* [Source material]:
※ ※ ※
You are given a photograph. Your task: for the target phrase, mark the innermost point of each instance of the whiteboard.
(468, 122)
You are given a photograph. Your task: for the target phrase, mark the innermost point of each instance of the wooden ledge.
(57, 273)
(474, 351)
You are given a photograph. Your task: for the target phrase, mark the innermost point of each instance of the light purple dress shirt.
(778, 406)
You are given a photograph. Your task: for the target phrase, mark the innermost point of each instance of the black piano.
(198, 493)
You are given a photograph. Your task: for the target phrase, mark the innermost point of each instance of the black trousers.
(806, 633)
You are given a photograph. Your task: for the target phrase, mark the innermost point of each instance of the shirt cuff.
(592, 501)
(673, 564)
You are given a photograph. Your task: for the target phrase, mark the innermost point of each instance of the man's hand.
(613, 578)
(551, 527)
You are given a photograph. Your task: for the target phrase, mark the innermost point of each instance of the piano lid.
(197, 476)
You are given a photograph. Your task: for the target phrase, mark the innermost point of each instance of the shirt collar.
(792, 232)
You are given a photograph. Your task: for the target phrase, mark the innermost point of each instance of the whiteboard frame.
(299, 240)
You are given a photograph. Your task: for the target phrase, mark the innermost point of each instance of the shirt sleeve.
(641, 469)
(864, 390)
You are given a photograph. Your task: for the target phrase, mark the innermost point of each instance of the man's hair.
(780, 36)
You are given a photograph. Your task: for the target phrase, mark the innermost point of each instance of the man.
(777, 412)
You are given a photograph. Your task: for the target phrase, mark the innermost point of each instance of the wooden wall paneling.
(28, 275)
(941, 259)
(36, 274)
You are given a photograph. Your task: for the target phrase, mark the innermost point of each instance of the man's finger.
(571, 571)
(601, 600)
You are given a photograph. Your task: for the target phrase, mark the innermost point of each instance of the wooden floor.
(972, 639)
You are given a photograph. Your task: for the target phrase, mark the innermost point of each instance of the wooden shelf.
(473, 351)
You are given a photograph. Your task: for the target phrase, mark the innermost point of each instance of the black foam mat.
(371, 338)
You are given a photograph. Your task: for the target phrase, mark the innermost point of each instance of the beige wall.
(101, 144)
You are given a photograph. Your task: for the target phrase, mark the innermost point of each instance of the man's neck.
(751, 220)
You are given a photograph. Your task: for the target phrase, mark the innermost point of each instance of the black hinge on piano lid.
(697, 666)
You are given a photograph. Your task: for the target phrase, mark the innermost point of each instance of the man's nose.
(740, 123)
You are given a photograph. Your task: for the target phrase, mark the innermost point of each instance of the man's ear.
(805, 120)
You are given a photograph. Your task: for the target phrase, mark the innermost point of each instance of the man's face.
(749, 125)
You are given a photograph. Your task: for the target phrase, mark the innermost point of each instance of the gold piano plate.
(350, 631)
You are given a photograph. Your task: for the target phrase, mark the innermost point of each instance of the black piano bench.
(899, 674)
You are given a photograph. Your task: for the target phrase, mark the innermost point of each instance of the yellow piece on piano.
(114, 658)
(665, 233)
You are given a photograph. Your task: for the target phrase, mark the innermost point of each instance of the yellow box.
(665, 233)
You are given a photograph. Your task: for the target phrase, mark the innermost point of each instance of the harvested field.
※ ※ ※
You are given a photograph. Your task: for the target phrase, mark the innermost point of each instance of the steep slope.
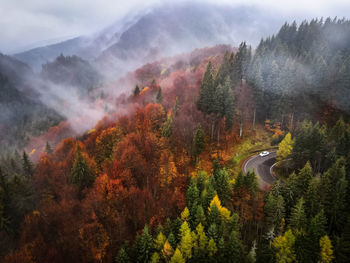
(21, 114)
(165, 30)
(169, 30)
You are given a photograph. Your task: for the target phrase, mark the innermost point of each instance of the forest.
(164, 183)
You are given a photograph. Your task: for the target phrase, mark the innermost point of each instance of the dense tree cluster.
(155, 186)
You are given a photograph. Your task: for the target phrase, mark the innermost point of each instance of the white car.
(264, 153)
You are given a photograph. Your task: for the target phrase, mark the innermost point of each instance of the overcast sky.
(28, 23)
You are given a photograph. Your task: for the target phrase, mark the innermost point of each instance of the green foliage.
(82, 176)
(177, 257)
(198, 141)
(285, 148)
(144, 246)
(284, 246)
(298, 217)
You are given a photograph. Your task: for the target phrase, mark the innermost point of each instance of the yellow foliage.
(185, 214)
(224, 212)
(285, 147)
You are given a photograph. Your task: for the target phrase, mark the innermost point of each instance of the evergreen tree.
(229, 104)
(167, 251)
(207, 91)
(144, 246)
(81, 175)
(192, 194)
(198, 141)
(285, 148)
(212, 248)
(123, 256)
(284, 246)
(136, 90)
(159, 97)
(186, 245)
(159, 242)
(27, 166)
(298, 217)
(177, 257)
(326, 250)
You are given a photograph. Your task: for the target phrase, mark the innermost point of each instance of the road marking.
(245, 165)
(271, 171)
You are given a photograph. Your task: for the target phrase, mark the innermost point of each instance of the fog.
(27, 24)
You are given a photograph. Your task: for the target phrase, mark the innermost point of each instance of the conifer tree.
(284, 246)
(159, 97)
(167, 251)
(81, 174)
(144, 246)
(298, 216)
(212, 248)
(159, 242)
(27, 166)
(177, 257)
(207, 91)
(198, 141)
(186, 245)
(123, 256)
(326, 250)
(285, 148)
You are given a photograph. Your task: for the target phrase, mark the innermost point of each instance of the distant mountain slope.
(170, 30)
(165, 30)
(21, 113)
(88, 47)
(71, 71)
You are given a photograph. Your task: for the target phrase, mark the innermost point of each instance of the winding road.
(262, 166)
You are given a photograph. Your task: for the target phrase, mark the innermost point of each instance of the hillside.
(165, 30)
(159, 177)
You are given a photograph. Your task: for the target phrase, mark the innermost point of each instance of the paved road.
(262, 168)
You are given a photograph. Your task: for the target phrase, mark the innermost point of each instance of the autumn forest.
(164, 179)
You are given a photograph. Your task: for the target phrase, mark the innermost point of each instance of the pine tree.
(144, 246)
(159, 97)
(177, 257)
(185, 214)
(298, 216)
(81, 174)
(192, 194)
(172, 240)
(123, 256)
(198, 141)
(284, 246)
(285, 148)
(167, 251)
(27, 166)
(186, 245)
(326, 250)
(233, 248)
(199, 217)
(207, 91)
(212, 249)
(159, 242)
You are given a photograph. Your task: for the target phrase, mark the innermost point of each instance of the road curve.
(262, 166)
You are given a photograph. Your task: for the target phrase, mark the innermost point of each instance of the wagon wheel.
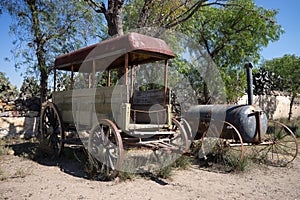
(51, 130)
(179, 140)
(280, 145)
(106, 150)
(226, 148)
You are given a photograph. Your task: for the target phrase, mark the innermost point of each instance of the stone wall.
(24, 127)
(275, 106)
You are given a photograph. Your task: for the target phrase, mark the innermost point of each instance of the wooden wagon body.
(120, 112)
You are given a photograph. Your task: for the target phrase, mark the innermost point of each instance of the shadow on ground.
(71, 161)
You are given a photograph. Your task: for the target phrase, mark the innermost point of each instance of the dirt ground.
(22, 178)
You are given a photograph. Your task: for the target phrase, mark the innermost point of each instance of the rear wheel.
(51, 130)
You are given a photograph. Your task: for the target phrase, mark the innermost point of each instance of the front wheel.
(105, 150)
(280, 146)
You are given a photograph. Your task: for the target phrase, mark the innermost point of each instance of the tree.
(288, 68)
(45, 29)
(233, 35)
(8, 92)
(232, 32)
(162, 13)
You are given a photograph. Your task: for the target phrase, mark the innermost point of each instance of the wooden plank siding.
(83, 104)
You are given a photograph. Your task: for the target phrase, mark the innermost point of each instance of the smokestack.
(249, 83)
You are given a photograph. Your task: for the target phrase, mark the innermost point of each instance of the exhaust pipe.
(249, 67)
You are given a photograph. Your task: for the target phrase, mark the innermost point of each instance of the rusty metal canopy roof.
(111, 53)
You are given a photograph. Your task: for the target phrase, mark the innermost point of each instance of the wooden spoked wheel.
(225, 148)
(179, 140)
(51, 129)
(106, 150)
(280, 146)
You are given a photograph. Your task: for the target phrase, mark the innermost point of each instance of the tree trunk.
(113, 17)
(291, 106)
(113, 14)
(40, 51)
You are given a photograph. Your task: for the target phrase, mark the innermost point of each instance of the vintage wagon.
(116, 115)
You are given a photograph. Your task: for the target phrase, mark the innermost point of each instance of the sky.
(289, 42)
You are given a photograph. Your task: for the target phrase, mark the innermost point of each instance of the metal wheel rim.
※ ※ ※
* [Your goal]:
Return every line in the records above that contains the string "metal".

* [Solved exercise]:
You are given a photograph. Your task: for the target phrase, mark the innermost point of each instance of the rusty metal canopy roof.
You are given a photograph. Your task: for the target phrase, mark the innermost point of each instance of the metal wheel rim.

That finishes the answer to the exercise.